■ What to work on
Resume the mailing-list thread on slow creation of thousands of ipip tunnel interfaces, continuing directly after its last line.

* start Page extract *

2006-10-31 09:25:47

by Peter Hicks

[permalink] [raw]
Subject: Thousands of interfaces

All,

I have a dual 3GHz Xeon machine with a 2.4.21 kernel and thousands (15k+) of
ipip tunnel interfaces. These are being used to tunnel traffic from remote
routers, over a private network, and handed off to a third party.

Creating the interfaces takes longer and longer the more there are. For the
first thousand or so interfaces, creation takes place at the rate of 40 per
second, later it drops to around 1 per second, then one every five seconds.

The tunnels are created thus:

ip tunnel add $interface mode ipip remote $peer local $eth0_address
ip addr add $eth0_address peer $lanip dev $interface
ip link set $interface arp off up
ip route add $remote_subnet dev $interface

where $interface is the name of the tunnel, $peer is the 'external'
interface on the remote router, $eth0_address is eth0's address on the
tunnel box, and $remote_subnet is the network we're tunneling.

Is it possible to speed up creation of the interfaces? Currently it takes
around 24 hours. Is there are more efficient way to handle a very large
number of IP-IP tunnels? Would upgrading to a 2.6 kernel be of use?

Is there a userspace program which would handle this application better than
using interfaces?


Peter.


2006-10-31 09:31:57

by David Miller

[permalink] [raw]
Subject: Re: Thousands of interfaces

From: Peter Hicks <[email protected]>
Date: Tue, 31 Oct 2006 09:25:50 +0000

[ Discussion belongs on [email protected], added to CC: ]

> I have a dual 3GHz Xeon machine with a 2.4.21 kernel and thousands (15k+) of
> ipip tunnel interfaces. These are being used to tunnel traffic from remote
> routers, over a private network, and handed off to a third party.
...
> Is it possible to speed up creation of the interfaces? Currently it takes
> around 24 hours. Is there are more efficient way to handle a very large
> number of IP-IP tunnels? Would upgrading to a 2.6 kernel be of use?

* end Page extract *
* start Items *

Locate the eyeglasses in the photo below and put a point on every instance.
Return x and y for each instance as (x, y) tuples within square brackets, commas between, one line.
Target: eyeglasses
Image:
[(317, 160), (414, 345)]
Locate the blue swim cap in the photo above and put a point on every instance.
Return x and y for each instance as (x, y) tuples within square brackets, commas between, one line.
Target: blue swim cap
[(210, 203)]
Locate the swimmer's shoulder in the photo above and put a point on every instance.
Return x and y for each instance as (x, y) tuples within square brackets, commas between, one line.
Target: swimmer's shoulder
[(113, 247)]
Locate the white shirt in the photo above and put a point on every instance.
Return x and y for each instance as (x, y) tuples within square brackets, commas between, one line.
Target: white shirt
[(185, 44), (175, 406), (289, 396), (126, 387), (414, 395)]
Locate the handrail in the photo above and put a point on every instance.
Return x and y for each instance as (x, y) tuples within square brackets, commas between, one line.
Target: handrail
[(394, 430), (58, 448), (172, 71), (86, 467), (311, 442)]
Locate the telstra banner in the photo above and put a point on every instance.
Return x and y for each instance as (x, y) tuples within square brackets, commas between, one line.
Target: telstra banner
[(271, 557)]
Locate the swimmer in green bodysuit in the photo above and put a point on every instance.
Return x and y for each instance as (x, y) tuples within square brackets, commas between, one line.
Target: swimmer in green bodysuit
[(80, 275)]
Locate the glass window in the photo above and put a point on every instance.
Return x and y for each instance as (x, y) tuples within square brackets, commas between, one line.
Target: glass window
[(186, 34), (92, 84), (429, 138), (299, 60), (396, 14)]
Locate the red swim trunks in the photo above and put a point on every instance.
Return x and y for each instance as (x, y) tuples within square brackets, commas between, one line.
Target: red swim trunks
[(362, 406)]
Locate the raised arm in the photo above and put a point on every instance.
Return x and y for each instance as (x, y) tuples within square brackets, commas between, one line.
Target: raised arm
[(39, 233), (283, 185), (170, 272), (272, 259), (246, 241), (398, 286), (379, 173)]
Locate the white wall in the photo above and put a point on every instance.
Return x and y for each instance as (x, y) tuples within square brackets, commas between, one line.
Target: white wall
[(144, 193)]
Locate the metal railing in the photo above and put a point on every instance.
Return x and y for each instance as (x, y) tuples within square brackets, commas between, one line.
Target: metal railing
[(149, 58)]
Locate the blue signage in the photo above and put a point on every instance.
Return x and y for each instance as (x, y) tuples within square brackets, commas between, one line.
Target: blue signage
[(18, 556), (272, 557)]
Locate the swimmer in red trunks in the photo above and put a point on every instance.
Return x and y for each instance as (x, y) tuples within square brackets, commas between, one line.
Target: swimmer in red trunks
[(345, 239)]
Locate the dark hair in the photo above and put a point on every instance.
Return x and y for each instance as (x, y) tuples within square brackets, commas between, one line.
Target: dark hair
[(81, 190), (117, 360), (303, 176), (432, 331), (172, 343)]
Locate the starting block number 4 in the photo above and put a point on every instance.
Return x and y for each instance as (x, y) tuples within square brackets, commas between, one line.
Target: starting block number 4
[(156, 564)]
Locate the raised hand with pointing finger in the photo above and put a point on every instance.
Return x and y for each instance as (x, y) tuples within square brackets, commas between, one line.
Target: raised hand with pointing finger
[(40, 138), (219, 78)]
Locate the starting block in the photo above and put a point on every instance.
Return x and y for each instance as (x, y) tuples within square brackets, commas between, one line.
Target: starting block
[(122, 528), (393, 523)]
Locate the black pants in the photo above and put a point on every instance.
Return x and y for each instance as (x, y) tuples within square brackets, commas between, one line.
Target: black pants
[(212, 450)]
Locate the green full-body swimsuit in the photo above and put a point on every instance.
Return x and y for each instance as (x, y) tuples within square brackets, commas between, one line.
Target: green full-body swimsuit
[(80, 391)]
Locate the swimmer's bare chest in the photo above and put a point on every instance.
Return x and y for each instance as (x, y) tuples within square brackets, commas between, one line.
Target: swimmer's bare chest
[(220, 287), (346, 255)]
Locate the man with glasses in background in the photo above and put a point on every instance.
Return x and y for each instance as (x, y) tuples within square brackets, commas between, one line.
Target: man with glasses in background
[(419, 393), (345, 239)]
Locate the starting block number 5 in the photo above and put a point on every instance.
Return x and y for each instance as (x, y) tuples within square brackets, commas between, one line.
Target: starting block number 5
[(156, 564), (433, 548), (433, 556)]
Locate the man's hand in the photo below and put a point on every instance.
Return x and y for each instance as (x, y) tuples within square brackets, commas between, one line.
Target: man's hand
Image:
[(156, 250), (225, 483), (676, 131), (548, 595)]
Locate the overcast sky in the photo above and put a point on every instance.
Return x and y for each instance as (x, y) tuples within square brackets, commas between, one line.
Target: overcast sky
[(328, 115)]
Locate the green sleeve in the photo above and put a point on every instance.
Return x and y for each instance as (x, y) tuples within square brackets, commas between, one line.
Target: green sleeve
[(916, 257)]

* end Items *

■ Answer to the problem
We just simply never imagined people would use IP tunnels on
this scale.

The following kernel patch is a quick hack that will get things to
work quickly for you, but longer term we need to add dynamic hash
table growth to this thing (and SIT tunnel, and IP GRE tunnel,
etc. etc. etc.)

diff --git a/net/ipv4/ipip.c b/net/ipv4/ipip.c
index 0c45565..78055cf 100644
--- a/net/ipv4/ipip.c
+++ b/net/ipv4/ipip.c
@@ -117,8 +117,8 @@ #include <net/ipip.h>
#include <net/inet_ecn.h>
#include <net/xfrm.h>

-#define HASH_SIZE 16
-#define HASH(addr) ((addr^(addr>>4))&0xF)
+#define HASH_SIZE 16384
+#define HASH(addr) ((addr^(addr>>14))&(HASH_SIZE - 1))

static int ipip_fb_tunnel_init(struct net_device *dev);
static int ipip_tunnel_init(struct net_device *dev);

2006-10-31 15:53:50

by Ben Greear

[permalink] [raw]
Subject: Re: Thousands of interfaces

David Miller wrote:
> From: Peter Hicks <[email protected]>
> Date: Tue, 31 Oct 2006 09:25:50 +0000
>
> [ Discussion belongs on [email protected], added to CC: ]
>
>
>> I have a dual 3GHz Xeon machine with a 2.4.21 kernel and thousands (15k+) of
>> ipip tunnel interfaces. These are being used to tunnel traffic from remote
>> routers, over a private network, and handed off to a third party.
>>
> ...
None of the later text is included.